Task to carry out
Set each entry down exactly as written.

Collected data
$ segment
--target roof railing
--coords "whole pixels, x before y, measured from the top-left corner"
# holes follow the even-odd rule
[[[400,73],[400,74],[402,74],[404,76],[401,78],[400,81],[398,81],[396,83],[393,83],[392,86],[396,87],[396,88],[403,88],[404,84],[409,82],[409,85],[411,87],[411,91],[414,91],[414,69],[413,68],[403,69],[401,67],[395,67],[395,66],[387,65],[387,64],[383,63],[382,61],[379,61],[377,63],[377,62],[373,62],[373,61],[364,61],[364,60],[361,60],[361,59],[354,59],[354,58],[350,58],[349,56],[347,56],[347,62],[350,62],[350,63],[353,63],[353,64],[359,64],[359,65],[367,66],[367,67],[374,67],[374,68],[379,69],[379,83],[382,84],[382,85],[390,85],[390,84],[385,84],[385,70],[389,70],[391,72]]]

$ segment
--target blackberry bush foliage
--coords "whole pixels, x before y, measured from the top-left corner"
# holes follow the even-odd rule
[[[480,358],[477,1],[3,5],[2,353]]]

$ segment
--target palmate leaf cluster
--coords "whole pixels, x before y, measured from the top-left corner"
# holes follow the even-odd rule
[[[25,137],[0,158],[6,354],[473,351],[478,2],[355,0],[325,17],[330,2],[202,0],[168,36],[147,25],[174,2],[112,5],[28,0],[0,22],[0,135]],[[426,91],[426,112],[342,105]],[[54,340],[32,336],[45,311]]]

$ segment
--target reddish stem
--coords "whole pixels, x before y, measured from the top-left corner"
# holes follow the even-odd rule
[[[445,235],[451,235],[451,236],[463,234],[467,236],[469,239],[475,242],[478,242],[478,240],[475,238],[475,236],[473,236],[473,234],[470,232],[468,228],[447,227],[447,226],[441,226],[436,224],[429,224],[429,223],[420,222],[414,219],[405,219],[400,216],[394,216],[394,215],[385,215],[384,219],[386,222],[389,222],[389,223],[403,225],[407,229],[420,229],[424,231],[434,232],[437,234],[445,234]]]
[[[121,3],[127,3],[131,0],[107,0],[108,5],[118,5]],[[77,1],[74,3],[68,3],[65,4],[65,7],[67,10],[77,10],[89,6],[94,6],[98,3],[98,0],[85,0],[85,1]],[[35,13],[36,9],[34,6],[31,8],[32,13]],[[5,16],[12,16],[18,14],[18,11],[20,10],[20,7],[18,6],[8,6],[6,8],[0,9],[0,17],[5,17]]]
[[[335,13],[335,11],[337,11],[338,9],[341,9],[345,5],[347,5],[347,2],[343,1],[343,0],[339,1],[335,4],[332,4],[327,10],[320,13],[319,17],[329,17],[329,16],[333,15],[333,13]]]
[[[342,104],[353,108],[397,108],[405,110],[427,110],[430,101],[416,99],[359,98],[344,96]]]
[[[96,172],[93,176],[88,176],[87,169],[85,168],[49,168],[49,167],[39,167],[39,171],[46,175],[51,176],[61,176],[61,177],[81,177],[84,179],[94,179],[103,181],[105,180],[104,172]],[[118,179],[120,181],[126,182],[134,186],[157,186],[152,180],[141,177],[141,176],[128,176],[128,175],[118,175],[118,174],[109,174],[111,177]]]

Answer for the task
$ segment
--target roof railing
--coords "whole pixels, x before y, measured from the top-left corner"
# holes follow the even-odd rule
[[[400,73],[400,74],[402,74],[404,76],[401,78],[400,81],[398,81],[396,83],[393,83],[392,86],[396,87],[396,88],[403,88],[404,84],[409,82],[409,85],[411,87],[411,91],[414,91],[414,69],[413,68],[403,69],[401,67],[395,67],[395,66],[387,65],[387,64],[383,63],[382,61],[379,61],[377,63],[377,62],[373,62],[373,61],[364,61],[364,60],[361,60],[361,59],[354,59],[354,58],[350,58],[349,56],[347,56],[347,62],[350,62],[350,63],[353,63],[353,64],[359,64],[359,65],[367,66],[367,67],[374,67],[374,68],[379,69],[379,83],[382,84],[382,85],[390,85],[390,84],[385,84],[385,70],[389,70],[391,72]]]

$ segment
--target blackberry bush foliage
--coords "whole pixels, x before y, measured from the top-left corner"
# holes follow the even-odd rule
[[[480,358],[477,1],[3,5],[2,353]]]

$ segment
--target palmate leaf cluster
--coords "whole pixels, x before y, measured from the top-left corner"
# holes follow the even-odd rule
[[[25,137],[0,158],[6,354],[473,351],[478,2],[355,0],[325,17],[330,2],[202,0],[168,36],[147,25],[174,2],[112,5],[28,0],[0,22],[0,135]],[[426,91],[426,112],[342,105]],[[54,340],[32,336],[45,311]]]

$ segment
--target reddish stem
--coords "whole pixels, x before y, measured from the top-left corner"
# holes follow the even-odd rule
[[[445,235],[451,235],[451,236],[463,234],[467,236],[469,239],[475,242],[478,242],[478,240],[475,238],[475,236],[473,236],[473,234],[470,232],[468,228],[447,227],[447,226],[441,226],[436,224],[429,224],[429,223],[420,222],[414,219],[405,219],[400,216],[394,216],[394,215],[385,215],[384,219],[386,222],[389,222],[389,223],[403,225],[407,229],[420,229],[424,231],[434,232],[437,234],[445,234]]]
[[[121,3],[127,3],[131,0],[107,0],[108,5],[118,5]],[[77,1],[74,3],[68,3],[65,4],[65,7],[67,10],[77,10],[89,6],[94,6],[98,3],[98,0],[85,0],[85,1]],[[35,13],[36,9],[34,6],[31,8],[32,13]],[[5,16],[12,16],[18,14],[18,11],[20,10],[20,7],[18,6],[8,6],[6,8],[0,9],[0,17],[5,17]]]
[[[335,13],[335,11],[337,11],[338,9],[341,9],[345,5],[347,5],[347,2],[343,1],[343,0],[339,1],[335,4],[332,4],[327,10],[320,13],[319,17],[329,17],[329,16],[333,15],[333,13]]]
[[[342,104],[353,108],[397,108],[405,110],[427,110],[430,101],[416,99],[359,98],[344,96]]]
[[[96,172],[93,176],[88,176],[87,169],[85,168],[49,168],[49,167],[39,167],[39,171],[46,175],[51,176],[61,176],[61,177],[81,177],[84,179],[94,179],[103,181],[105,180],[104,172]],[[118,179],[120,181],[126,182],[134,186],[157,186],[152,180],[141,177],[141,176],[128,176],[128,175],[118,175],[118,174],[109,174],[111,177]]]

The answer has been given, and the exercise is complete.